EXTRAIT DE TEXTE:

Par un jugement n° 1909426 du 17 février 2022, le tribunal administratif de Lille a rejeté cette demande.

Procédure devant la cour :

Par une requête, enregistrée le 4 avril 2022, la SARL Henri B..., représentée par Me Storme, demande à la cour, dans le dernier état de ses écritures :

1°) d'annuler ce jugement ;

2°) de prononcer la décharge de ces impositions et des pénalités correspondantes ;

3°) de lui accorder le bénéfice de l'article L. 277 du livre des procédures fiscales ;

4°) de condamner l'Etat à verser des intérêts moratoires en application de l'article L. 208 du livre des procédures fiscales ;

5°) de mettre à la charge de l'Etat la somme de 10 000 euros au titre de l'article L. 761-1 du code de justice administrative.

Lignes de repérage d'objets nommés
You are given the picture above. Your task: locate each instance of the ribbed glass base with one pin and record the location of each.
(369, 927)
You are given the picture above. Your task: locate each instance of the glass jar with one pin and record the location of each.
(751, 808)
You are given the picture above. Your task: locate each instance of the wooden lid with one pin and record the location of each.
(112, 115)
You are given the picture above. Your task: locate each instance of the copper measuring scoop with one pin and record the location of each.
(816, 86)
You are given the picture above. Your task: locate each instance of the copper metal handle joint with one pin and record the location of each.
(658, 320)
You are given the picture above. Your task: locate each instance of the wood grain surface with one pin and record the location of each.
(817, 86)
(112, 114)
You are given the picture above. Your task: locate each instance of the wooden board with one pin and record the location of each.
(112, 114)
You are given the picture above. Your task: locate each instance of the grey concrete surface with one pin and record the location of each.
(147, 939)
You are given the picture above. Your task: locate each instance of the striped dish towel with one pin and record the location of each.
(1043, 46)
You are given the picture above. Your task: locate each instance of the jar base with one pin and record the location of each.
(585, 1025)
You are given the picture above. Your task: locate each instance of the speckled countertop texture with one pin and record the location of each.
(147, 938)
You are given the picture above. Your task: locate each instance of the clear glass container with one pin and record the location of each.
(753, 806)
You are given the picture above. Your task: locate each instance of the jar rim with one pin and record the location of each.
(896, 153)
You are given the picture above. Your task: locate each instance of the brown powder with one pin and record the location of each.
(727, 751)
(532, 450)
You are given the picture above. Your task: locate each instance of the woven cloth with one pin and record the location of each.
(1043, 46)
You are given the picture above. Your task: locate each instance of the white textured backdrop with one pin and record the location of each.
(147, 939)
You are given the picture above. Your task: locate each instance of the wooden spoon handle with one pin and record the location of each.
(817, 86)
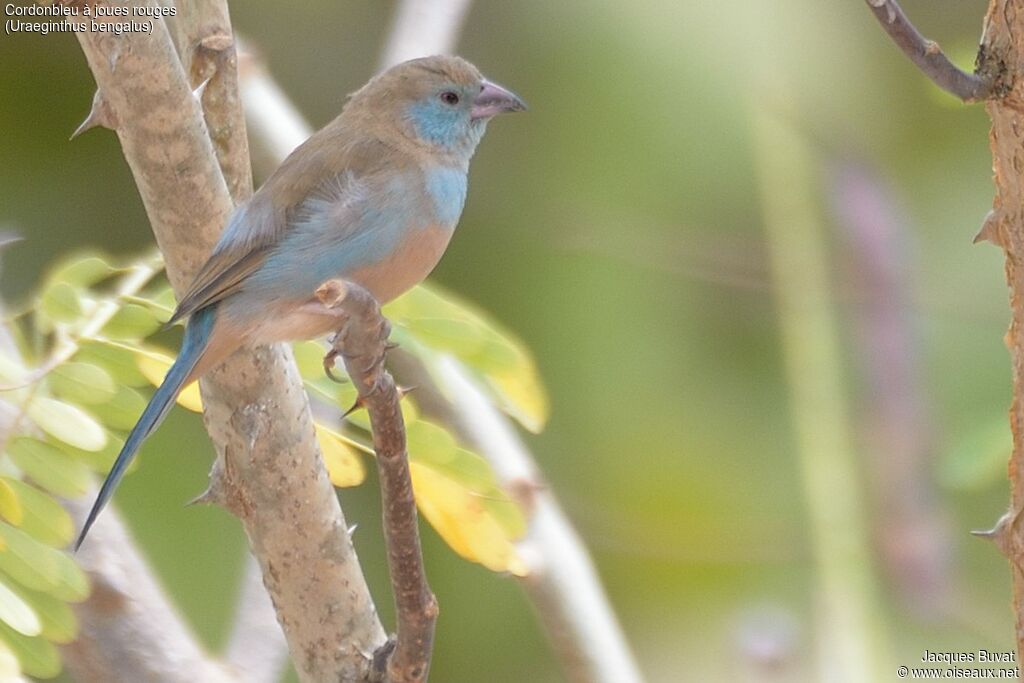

CONSIGNE: Traduisez en anglais cette phrase de l'extrait de texte : « Par un jugement n° 1909426 du 17 février 2022, le tribunal administratif de Lille a rejeté cette demande. » Appuyez-vous uniquement sur l'extrait de texte.

RÉPONSE: By judgment No. 1909426 of February 17, 2022, the Administrative Court of Lille dismissed this application.